Wash. Lather. Rinse. Repeat

“….looks like I’ll run out of highway before I outrun the rain…” 

From “Fire and Smoke” by Earl Thomas Conley

This past weekend was an exact replica of the previous weekend.

Rent-a-cars and north bound planes. Early flights. No sleep, runnin’ on empty. Wake up calls. Coffee. Coffee. Then more coffee.

Previous weekend was to see my friend off before death. To thank him for being my friend. Past weekend was to lay him to rest. Then back to early early Oklahoma drives on Mondays. The last 2 weekends have been exactly the same. 

Nice to have seen some old acquaintances. I guess that’s what funerals were intended. The man that passed away was damn near family to me. Sort of a cross between an older brother or a father-figure. And his son is like a younger brother to me. 

Events such as these unfortunately make one reflect perhaps a bit too much. Well at least that’s how it affects me. Makes me want to leave to unknown territory. A foreign country perhaps. Where I don’t speak the language and I’m forced to rely on just being resourceful.  At the same time it makes me feel to just stay at home away from anyone and everyone.

Natural-language object grounding data
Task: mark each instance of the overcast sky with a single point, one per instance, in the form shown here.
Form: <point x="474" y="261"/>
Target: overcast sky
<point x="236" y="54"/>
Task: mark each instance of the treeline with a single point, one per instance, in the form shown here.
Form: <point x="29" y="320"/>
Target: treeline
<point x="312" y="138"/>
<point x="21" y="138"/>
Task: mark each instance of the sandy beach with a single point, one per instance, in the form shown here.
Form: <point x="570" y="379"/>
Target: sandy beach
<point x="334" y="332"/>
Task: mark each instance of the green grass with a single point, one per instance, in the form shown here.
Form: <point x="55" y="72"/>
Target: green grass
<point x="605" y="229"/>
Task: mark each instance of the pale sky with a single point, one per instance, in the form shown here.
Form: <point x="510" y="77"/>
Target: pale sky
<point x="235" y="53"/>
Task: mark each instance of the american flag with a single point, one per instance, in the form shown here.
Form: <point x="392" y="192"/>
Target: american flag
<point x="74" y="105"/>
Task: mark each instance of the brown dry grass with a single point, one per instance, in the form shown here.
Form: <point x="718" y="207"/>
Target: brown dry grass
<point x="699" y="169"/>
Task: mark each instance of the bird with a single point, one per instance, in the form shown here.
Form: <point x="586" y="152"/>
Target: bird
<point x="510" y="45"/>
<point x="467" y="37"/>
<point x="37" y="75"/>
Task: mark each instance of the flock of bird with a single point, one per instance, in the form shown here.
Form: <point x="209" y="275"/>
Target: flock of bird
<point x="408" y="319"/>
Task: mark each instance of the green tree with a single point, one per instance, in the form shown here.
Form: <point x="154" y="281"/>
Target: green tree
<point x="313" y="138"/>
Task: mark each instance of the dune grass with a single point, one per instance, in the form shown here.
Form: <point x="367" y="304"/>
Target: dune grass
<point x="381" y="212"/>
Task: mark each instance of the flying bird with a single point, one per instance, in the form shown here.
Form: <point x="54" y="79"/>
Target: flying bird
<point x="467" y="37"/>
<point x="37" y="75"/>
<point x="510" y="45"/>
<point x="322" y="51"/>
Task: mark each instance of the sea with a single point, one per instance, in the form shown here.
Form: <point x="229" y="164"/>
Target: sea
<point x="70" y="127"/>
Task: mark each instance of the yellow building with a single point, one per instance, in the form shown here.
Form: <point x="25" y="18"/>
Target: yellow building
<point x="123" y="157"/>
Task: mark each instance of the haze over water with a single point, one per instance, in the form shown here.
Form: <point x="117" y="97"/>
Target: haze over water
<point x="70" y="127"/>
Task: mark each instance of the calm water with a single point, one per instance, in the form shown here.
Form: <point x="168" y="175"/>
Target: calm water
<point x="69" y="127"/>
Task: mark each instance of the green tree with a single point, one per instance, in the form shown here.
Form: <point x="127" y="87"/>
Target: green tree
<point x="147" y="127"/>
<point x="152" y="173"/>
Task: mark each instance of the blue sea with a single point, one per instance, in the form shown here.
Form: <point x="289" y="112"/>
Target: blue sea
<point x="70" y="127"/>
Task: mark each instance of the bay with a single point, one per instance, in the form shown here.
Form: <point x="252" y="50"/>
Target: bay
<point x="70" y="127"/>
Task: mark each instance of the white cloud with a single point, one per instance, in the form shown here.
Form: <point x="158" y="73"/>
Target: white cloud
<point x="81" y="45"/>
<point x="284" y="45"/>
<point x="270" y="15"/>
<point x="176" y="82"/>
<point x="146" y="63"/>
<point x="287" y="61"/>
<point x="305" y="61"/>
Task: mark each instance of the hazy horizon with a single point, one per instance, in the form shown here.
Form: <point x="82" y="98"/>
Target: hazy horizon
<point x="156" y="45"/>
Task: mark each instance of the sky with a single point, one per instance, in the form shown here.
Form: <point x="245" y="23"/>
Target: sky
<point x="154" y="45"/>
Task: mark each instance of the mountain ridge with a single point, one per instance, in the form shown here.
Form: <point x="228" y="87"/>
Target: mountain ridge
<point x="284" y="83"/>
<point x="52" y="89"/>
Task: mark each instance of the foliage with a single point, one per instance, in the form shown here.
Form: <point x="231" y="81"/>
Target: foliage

▶ [Actions to take]
1 - In the blog post about the friend's funeral, why did the writer travel the weekend before the funeral?
2 - Translate this sentence from the blog post about the friend's funeral into Spanish: "This past weekend was an exact replica of the previous weekend."
3 - Write the next part of the blog post about the friend's funeral, picking up after its final sentence.
The records are separate material and have no connection to the text.

▶ [Answers by item number]
1 - To see the friend off before death and thank him for being a friend.

2 - Este último fin de semana fue una réplica exacta del fin de semana anterior.

3 -
As much as I like rain, the last few weeks have been similar to a torrential downpour with no end in sight. It’s been sunny the last 2 weeks but you wouldn’t know it by what has transpired since the first week of September. I’ve been in a tailspin since Emily waved goodbye. 

I suppose it’s called going through a “season” that we all go through, not just me. I’ll reference Ecclesiastes Chapter 3 in the Good Book. A time to weep, a time to laugh. Which reminds me, it’s the second consecutive Sunday that I wasn’t in attendance for church. The ill timing of being on a plane on Sundays.

Emily is seemingly so far away now that I even doubt she remembers my name.  

It puzzles me that I am having such difficulty shaking her memory. 

Still I hope she is in good health. That she is in good spirits and all things that are good are in her life at this very moment. 

I write.

I write.

I write.

It’s my therapy. Almost like a friend I want to see.